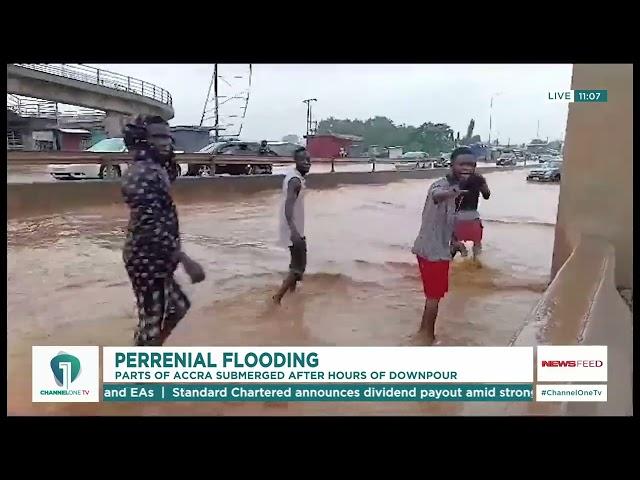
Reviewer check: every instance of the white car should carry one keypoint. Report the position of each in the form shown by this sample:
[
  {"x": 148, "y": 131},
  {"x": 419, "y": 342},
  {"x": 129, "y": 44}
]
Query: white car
[{"x": 93, "y": 170}]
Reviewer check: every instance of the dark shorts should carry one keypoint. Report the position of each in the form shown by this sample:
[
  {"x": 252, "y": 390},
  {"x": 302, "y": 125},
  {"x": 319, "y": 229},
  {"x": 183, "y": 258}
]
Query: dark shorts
[
  {"x": 435, "y": 277},
  {"x": 298, "y": 258},
  {"x": 469, "y": 230}
]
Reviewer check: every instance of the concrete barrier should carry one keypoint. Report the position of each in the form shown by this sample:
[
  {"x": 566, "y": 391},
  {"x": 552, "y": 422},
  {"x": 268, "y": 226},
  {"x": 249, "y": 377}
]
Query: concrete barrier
[
  {"x": 29, "y": 199},
  {"x": 581, "y": 306}
]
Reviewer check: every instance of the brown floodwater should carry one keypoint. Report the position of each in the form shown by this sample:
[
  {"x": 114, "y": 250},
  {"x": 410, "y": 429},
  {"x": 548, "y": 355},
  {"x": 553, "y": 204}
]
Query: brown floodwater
[{"x": 67, "y": 284}]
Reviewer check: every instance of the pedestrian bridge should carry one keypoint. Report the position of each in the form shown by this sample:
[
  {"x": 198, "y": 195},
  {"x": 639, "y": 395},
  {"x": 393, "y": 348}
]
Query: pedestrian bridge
[{"x": 76, "y": 84}]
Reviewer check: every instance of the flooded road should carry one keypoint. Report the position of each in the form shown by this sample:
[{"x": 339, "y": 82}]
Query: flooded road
[{"x": 67, "y": 284}]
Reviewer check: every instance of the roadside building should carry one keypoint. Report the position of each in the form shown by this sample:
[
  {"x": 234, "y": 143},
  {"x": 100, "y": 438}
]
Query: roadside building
[
  {"x": 62, "y": 139},
  {"x": 395, "y": 152},
  {"x": 328, "y": 145}
]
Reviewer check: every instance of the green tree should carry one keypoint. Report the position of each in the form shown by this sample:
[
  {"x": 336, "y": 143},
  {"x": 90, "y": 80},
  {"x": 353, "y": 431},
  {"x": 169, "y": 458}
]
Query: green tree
[{"x": 382, "y": 131}]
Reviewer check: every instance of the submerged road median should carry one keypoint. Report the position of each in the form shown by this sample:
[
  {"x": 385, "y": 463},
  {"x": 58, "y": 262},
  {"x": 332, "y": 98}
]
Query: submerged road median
[{"x": 29, "y": 199}]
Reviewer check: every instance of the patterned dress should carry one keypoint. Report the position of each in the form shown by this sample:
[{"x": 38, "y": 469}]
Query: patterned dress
[{"x": 151, "y": 250}]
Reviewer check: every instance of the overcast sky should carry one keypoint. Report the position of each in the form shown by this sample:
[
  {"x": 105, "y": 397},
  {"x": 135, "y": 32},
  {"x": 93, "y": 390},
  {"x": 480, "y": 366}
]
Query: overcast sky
[{"x": 406, "y": 93}]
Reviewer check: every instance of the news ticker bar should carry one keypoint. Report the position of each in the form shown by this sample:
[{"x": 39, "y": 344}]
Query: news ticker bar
[
  {"x": 314, "y": 392},
  {"x": 376, "y": 374}
]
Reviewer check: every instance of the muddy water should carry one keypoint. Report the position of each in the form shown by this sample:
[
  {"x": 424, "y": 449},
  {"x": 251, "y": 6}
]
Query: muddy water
[{"x": 67, "y": 285}]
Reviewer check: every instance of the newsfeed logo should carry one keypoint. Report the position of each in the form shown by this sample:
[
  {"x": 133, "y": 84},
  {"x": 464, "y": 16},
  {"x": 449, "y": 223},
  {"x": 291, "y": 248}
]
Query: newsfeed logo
[
  {"x": 66, "y": 369},
  {"x": 573, "y": 363}
]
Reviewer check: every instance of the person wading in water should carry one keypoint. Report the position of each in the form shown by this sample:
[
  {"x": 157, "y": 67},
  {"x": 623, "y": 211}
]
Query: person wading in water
[
  {"x": 436, "y": 242},
  {"x": 291, "y": 221},
  {"x": 152, "y": 249}
]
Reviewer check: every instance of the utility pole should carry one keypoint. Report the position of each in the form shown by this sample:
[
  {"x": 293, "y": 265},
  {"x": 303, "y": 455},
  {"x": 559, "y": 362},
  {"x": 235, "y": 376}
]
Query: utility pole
[
  {"x": 309, "y": 113},
  {"x": 215, "y": 98},
  {"x": 490, "y": 112}
]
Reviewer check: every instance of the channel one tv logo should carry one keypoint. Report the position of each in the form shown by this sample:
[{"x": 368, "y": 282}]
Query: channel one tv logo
[
  {"x": 572, "y": 363},
  {"x": 65, "y": 374}
]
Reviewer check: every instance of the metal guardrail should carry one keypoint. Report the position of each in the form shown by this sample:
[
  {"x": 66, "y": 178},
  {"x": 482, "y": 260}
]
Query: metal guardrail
[{"x": 104, "y": 78}]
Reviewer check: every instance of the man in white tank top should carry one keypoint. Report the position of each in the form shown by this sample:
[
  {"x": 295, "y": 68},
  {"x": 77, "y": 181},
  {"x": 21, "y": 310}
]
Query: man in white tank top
[{"x": 291, "y": 221}]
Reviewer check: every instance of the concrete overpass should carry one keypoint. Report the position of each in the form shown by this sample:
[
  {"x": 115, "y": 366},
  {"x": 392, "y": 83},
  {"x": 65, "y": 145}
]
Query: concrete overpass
[{"x": 121, "y": 97}]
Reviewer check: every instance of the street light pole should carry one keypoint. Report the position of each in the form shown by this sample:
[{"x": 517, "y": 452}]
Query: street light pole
[
  {"x": 308, "y": 102},
  {"x": 490, "y": 112}
]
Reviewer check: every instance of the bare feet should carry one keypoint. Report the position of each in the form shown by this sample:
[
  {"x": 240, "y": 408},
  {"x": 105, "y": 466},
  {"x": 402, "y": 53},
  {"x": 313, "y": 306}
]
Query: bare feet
[{"x": 421, "y": 339}]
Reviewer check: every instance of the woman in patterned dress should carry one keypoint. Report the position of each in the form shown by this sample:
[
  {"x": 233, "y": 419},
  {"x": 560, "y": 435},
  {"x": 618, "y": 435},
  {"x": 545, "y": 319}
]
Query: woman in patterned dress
[{"x": 152, "y": 248}]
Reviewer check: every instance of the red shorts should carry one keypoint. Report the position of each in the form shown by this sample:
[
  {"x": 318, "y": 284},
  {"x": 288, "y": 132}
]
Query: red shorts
[
  {"x": 435, "y": 277},
  {"x": 469, "y": 230}
]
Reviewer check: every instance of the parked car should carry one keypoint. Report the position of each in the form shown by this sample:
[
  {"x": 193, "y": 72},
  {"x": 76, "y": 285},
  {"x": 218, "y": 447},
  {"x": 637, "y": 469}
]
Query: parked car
[
  {"x": 549, "y": 172},
  {"x": 94, "y": 170},
  {"x": 443, "y": 161},
  {"x": 546, "y": 158},
  {"x": 235, "y": 148},
  {"x": 506, "y": 160},
  {"x": 413, "y": 160}
]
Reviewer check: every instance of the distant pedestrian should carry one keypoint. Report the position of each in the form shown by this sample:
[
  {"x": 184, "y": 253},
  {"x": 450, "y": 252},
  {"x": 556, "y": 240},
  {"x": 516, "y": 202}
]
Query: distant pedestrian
[{"x": 469, "y": 226}]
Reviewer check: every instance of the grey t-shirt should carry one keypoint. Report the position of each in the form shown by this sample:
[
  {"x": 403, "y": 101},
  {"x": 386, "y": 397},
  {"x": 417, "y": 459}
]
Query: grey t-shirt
[{"x": 438, "y": 221}]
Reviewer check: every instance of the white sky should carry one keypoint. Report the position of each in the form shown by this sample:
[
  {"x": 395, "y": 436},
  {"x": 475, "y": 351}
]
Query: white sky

####

WHAT THE TASK ASKS: Return, word for word, each line from the line that contains "Reviewer check: every instance of the grey" to the end of the listing above; include both end lines and nothing else.

RESPONSE TO THIS TASK:
Reviewer check: every instance of the grey t-shirt should carry one keypoint. Report the position of each in the form shown by this sample:
[
  {"x": 403, "y": 101},
  {"x": 386, "y": 397},
  {"x": 417, "y": 459}
]
Query: grey t-shirt
[{"x": 438, "y": 221}]
Reviewer check: every instance of the white sky should carry one keypoint. Report the position of each in the form shown by this sample:
[
  {"x": 395, "y": 436},
  {"x": 475, "y": 351}
]
Query: white sky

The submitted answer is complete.